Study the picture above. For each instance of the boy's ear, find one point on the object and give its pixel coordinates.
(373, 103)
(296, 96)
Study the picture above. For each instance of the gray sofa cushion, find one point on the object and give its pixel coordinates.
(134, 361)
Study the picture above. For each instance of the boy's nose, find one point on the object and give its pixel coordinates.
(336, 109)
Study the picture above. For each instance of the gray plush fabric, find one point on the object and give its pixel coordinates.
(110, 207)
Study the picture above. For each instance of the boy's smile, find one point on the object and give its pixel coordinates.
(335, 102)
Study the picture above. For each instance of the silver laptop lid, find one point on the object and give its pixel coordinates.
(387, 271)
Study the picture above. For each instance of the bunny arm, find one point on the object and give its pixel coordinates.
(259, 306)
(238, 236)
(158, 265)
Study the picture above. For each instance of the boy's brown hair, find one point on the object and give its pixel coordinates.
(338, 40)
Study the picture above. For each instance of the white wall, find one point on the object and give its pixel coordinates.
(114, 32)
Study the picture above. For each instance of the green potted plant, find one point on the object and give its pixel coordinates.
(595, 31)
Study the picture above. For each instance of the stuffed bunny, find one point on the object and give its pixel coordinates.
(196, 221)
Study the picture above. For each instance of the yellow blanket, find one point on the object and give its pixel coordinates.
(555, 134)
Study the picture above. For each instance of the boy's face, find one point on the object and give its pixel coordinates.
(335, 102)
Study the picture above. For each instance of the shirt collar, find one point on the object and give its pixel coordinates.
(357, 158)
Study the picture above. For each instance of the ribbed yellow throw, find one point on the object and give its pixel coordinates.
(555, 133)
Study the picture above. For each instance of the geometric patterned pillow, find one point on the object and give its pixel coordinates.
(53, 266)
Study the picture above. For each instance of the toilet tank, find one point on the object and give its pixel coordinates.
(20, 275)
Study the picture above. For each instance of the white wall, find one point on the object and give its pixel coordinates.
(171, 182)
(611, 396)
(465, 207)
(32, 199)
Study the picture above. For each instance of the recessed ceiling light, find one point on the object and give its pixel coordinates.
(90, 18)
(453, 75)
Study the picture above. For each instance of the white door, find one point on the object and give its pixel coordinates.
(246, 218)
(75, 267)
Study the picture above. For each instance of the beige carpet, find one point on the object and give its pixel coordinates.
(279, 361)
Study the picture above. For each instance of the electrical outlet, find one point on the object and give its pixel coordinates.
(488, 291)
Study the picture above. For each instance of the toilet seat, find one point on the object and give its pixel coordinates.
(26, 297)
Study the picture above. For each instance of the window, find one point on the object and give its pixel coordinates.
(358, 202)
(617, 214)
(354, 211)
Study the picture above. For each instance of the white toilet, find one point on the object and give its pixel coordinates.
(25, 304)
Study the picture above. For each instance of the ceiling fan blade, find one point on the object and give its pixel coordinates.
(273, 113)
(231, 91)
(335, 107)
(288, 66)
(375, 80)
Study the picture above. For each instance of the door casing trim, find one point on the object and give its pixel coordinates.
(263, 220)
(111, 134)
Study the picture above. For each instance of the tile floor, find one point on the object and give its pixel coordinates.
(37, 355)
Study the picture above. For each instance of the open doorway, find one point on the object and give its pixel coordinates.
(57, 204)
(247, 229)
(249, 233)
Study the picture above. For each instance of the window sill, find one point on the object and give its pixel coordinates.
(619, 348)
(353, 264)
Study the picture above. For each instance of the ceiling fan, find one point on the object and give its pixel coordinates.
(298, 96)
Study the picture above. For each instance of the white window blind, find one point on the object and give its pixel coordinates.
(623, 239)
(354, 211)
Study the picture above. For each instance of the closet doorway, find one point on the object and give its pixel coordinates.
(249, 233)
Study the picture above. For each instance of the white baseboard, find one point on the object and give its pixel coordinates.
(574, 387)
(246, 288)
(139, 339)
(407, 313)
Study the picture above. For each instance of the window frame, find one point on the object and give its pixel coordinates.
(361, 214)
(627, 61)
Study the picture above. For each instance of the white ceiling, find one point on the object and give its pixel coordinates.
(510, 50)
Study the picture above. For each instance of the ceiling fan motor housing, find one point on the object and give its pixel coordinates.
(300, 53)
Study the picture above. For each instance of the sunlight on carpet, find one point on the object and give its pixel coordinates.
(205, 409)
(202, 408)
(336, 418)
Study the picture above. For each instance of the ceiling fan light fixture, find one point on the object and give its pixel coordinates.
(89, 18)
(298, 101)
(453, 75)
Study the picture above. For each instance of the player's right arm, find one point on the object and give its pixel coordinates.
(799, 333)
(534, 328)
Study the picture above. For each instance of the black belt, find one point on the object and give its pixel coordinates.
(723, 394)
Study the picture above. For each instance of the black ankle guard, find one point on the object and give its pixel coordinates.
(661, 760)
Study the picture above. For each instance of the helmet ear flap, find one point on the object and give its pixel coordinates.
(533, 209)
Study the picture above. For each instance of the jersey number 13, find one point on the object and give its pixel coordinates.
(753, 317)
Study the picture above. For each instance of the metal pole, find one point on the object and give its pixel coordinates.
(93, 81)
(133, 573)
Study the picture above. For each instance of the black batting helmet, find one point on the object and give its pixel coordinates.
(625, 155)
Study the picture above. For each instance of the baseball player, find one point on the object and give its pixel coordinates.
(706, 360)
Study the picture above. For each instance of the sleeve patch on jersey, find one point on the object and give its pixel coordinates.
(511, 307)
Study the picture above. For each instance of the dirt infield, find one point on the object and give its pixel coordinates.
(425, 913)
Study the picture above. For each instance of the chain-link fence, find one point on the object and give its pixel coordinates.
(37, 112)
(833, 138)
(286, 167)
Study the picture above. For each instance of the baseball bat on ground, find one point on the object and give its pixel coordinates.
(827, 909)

================================

Aim of the exercise
Give the records above again, word for word.

Task output
Study the picture above. For each instance of the boy's ear, find one point on the object and give its pixel coordinates.
(373, 103)
(296, 96)
Study the picture above. For each instance of the gray sofa cushion, find one point on the object and give its pixel coordinates.
(134, 361)
Study the picture above. For each instance of the boy's nose, find one point on the object and give its pixel coordinates.
(336, 109)
Study the picture above. For each instance of the gray plush fabric, find one point on the object and give its pixel coordinates.
(110, 207)
Study the picture above. For each instance of the boy's smile, find one point on the object and give its pixel coordinates.
(335, 102)
Study the picture above. For each instance of the silver laptop lid, find one point on the object and give its pixel coordinates.
(387, 271)
Study the picture above. For each instance of the bunny arm, find one point on the object and give its pixel coordinates.
(259, 306)
(238, 236)
(158, 265)
Study the picture above. For each instance of the boy's brown hair, find one point on the object and give its pixel coordinates.
(338, 40)
Study the picture above. For each instance of the white wall, find one point on the object and give its pixel coordinates.
(114, 32)
Study the picture above. For each instance of the green potted plant, find one point on the object and give its pixel coordinates.
(595, 31)
Study the picture above. For each instance of the stuffed bunny, find one point on the object and give its pixel coordinates.
(196, 221)
Study the picture above. For each instance of the yellow blanket, find one point on the object and give its pixel coordinates.
(555, 134)
Study the picture above. For each instance of the boy's face, find one point on the object and give its pixel coordinates.
(335, 102)
Study the picture above. For each instance of the shirt collar, find one point on the object and give its pixel coordinates.
(357, 158)
Study the picture above. For each instance of the ribbed yellow throw, find one point on the object and give its pixel coordinates.
(555, 133)
Study the picture above. For each instance of the geometric patterned pillow, find one point on the object and give its pixel coordinates.
(53, 266)
Study the picture above. For each instance of the toilet tank, find one point on the object and give its pixel coordinates.
(20, 275)
Study the picture above. For each instance of the white wall, find one point on the object and give its pixel coordinates.
(171, 182)
(611, 396)
(465, 207)
(32, 199)
Study the picture above. For each instance of the recessed ceiling light, find one point on the object and give its pixel coordinates.
(90, 18)
(453, 75)
Study the picture above. For each instance of the white door, find one point on the object and give its pixel coordinates.
(246, 218)
(75, 267)
Study the picture above. For each instance of the beige carpet, find one point on the object and give its pixel coordinates.
(279, 361)
Study the picture above. For each instance of the electrical outlet, find one point on the object and give its pixel coordinates.
(488, 291)
Study the picture above. For each instance of the toilet seat, find one point on the object and give its pixel coordinates.
(26, 297)
Study the picture above. For each instance of the window, find one point on the object and give its pixel coordinates.
(358, 202)
(617, 214)
(354, 211)
Study the picture above. For each instance of the white toilet, find one point on the object and give its pixel coordinates.
(25, 304)
Study the picture above. For each instance of the ceiling fan blade, find one point on the object and give its pixel coordinates.
(273, 113)
(231, 91)
(335, 107)
(288, 66)
(375, 80)
Study the picture above. For each instance of the door casing trim, find one point on the object and give its pixel coordinates.
(263, 220)
(111, 134)
Study the picture above. For each instance of the tile floor, find one point on the object and give its pixel coordinates.
(37, 355)
Study the picture above. For each instance of the open doorway, find one point on the object and give its pixel coordinates.
(57, 204)
(247, 229)
(249, 233)
Study the picture above. For each instance of the window sill, find one point on the object and give its pixel coordinates.
(619, 348)
(353, 264)
Study the picture above. For each instance of the ceiling fan, find one point on the object and give its pixel coordinates.
(298, 96)
Study the picture above. For each instance of the white window blind, find one point on the object and give its pixel coordinates.
(623, 239)
(354, 211)
Study the picture above. For each instance of the closet doorway, find one point on the object and give its pixel coordinates.
(249, 233)
Study the picture above. For each instance of the white baseboard, find one point on the object and give its pixel coordinates.
(574, 387)
(246, 288)
(139, 339)
(407, 313)
Study the picture above. For each instance of the window frame, find one point on the object and give its pixel coordinates.
(361, 214)
(627, 61)
Study the picture above. For each instance of the white ceiling, find one point on the object and give its pixel coordinates.
(510, 50)
Study the picture above. For each instance of the ceiling fan motor housing, find one point on the object and give its pixel coordinates.
(300, 53)
Study the picture above. For each instance of the sunlight on carpet, find one point on the object and give its pixel coordinates.
(205, 409)
(202, 408)
(336, 418)
Study the picture above. For each instance of the ceiling fan light fixture, find one point on the object and give its pixel coordinates.
(89, 18)
(298, 101)
(453, 75)
Study the picture above. For each instance of the player's right arm, find one point on the object and give its pixel coordinates.
(799, 333)
(534, 328)
Study the picture above. For each instance of the black belt, find one point on the object and give its pixel coordinates.
(723, 394)
Study the picture above. For each instance of the black ankle guard, find one point on the object and give its pixel coordinates.
(661, 760)
Study the picture above. For each instance of the helmet ear flap, find one point on the object and give its pixel coordinates.
(533, 209)
Study the picture above. For each instance of the jersey number 13, find one point on the object and give its pixel coordinates.
(753, 317)
Study the picture above. For each instance of the metal pole, find one point on the object and give its pixel coordinates.
(93, 81)
(133, 573)
Study the picture above. For each instance of the black batting helmet, find one point on the object and give its pixel coordinates.
(625, 155)
Study the picture above. For each instance of the baseball player, find one point on the object and give its pixel coordinates.
(706, 360)
Study the picture above. For each instance of the sleeve patch on jersey, find one point on the object and give its pixel coordinates.
(511, 307)
Study the picture above. For each instance of the dirt infield, find one point on the object and give its pixel coordinates.
(425, 913)
Study the picture above. For each instance of the chain-link fence, find one point on the object and give its pixel coordinates.
(37, 112)
(833, 138)
(286, 167)
Study the picture above. For each instance of the baseball bat on ground, find one point on the object and give its pixel coordinates.
(827, 909)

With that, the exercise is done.